▶ [Directions] Word for word, write out the entries that follow, omitting all pictures.

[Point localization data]
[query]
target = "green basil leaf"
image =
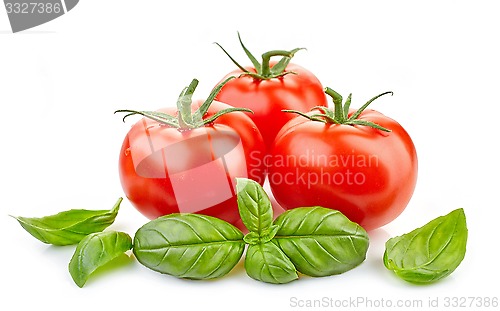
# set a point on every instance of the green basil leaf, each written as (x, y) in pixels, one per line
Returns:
(69, 227)
(189, 246)
(254, 205)
(267, 263)
(94, 251)
(266, 236)
(429, 253)
(321, 241)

▶ [Written solution]
[query]
target = "green basil leaf"
image =
# set a point on every instance of the green basil leaf, each written as (x, y) in pixels, one per line
Returns:
(69, 227)
(189, 246)
(254, 205)
(267, 263)
(94, 251)
(266, 236)
(429, 253)
(321, 241)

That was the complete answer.